== Dataset records
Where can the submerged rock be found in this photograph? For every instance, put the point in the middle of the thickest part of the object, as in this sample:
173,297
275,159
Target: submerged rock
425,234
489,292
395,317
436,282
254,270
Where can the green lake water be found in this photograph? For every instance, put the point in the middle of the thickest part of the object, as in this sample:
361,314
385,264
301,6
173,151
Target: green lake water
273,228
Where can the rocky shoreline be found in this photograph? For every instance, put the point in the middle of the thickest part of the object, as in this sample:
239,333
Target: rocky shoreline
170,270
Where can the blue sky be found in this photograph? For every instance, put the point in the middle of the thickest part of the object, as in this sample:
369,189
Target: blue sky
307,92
====
Problem details:
Could you output all of the items above again, word for word and unchanged?

Result:
Where can the submerged rock be found in this photograph? For every instance, put the point in the middle of the thickest part of the object, as in this sample:
173,297
275,159
Target: submerged rock
425,234
489,292
395,317
436,282
254,270
Where can the green lake water be found in this photograph? For every instance, put the point in the middle of the thickest part of the object, as in this sample:
361,314
385,264
301,6
173,151
Target: green lake water
273,228
Where can the rocky shoreline be found in this photograph? For every instance, put the point in the middle of the thickest part of the object, as in this sample:
239,333
Target: rocky shoreline
170,270
Where can the blue sky be found in this photograph? For every instance, put the point in the middle of the thickest part of the object, as in this sample:
369,189
Target: blue sky
307,92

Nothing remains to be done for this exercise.